## Start Page text

Save & exit the file.   

Run the cell below. If it runs without throwing any errors, the API token has been successfully saved.

In [3]:
import cred

api_key = cred.guardian_key

<a id='g_requests'></a>
### Making API Requests
Now that we have our API key stored in a safer location, we can begin making requests to The Guardian API. 

To start, we will use the `requests` package to make a generic request to the content endpoint. 

In [4]:
# Importing libraries only needs to be done once
import requests
import pprint as pp

In [6]:
API_ENDPOINT = 'http://content.guardianapis.com/search'

MY_PARAMS = {'api-key': api_key}

response = requests.get(API_ENDPOINT, params=MY_PARAMS)

response_dict = response.json()['response']
pp.pprint(response_dict)

{'currentPage': 1,
 'orderBy': 'newest',
 'pageSize': 10,
 'pages': 217494,
 'results': [{'apiUrl': 'https://content.guardianapis.com/australia-news/live/2020/feb/25/kristina-keneally-calls-for-bettina-arndt-to-be-stripped-of-australia-day-honour-politics-live',
              'id': 'australia-news/live/2020/feb/25/kristina-keneally-calls-for-bettina-arndt-to-be-stripped-of-australia-day-honour-politics-live',
              'isHosted': False,
              'pillarId': 'pillar/news',
              'pillarName': 'News',
              'sectionId': 'australia-news',
              'sectionName': 'Australia news',
              'type': 'liveblog',
              'webPublicationDate': '2020-02-25T06:51:34Z',
              'webTitle': 'Dutton says he was referring to Islamic terrorists '
                          "when he talked about 'leftwing lunatics' – politics "

## End Page text
## Start Data listing

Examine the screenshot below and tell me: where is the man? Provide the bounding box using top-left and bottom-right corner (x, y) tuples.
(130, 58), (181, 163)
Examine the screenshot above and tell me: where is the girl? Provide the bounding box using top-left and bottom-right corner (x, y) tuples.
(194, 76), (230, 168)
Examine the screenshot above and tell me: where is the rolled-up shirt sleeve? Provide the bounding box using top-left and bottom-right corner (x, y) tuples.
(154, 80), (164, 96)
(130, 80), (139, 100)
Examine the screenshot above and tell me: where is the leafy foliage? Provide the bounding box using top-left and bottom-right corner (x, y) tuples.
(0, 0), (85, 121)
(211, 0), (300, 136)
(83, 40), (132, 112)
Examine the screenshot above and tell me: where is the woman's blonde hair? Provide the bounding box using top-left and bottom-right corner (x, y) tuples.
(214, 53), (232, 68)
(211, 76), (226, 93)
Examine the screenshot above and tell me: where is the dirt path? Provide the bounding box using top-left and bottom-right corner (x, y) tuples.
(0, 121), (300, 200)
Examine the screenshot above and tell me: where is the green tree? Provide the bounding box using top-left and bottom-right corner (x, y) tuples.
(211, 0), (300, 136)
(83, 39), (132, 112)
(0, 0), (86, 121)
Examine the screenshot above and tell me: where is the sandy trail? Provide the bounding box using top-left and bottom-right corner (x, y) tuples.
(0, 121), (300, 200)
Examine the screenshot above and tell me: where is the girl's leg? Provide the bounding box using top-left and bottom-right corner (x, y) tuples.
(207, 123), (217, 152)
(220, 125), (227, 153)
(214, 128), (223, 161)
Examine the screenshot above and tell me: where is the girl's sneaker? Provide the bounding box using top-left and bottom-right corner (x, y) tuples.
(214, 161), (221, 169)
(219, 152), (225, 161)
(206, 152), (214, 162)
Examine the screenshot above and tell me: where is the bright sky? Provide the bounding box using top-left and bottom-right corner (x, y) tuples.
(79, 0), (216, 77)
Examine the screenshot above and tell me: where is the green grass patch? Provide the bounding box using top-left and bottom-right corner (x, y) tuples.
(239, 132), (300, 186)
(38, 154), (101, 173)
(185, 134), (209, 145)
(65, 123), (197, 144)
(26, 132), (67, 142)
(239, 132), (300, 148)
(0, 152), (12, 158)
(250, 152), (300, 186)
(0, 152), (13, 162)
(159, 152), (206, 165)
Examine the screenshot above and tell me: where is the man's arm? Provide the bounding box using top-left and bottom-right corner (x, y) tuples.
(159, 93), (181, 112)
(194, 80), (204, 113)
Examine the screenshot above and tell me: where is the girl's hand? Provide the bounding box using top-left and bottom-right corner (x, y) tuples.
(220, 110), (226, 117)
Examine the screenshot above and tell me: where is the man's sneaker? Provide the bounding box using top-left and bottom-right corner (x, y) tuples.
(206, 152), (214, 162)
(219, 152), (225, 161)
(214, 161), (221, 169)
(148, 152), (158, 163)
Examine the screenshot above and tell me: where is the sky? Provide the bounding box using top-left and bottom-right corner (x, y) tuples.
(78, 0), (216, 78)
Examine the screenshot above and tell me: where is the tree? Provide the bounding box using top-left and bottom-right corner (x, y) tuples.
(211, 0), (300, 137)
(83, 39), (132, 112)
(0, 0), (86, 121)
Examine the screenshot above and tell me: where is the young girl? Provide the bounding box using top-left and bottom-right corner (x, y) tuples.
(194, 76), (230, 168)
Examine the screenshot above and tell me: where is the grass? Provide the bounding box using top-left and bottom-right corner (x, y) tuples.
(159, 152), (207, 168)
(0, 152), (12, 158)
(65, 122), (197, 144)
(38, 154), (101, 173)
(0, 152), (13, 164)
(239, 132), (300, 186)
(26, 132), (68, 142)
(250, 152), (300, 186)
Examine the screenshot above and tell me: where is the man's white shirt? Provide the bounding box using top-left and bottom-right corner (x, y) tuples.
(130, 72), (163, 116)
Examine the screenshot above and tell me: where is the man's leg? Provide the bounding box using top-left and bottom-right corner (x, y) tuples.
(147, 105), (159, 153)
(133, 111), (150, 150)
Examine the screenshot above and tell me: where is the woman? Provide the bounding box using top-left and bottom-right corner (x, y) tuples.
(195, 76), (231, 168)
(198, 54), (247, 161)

## End Data listing
## Start Data listing

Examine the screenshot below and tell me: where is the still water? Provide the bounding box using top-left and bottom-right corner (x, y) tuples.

## End Data listing

◆ **Set tasks**:
[1] Answer these questions about the Guardian API text:
(a) Which attribute of `cred` is assigned to `api_key`?
(b) Which package is used to make the generic request to the content endpoint?
(c) What value does `'pageSize'` have in the printed response?
[2] Copy out the rows from the one containing "Examine the screenshot above and tell me: where is the woman?" through the one containing "(198, 54), (247, 161)", inclusive.

◆ **Answers to each task**:
[1]
(a) `guardian_key`
(b) `requests`
(c) 10

[2]
Examine the screenshot above and tell me: where is the woman? Provide the bounding box using top-left and bottom-right corner (x, y) tuples.
(195, 76), (231, 168)
(198, 54), (247, 161)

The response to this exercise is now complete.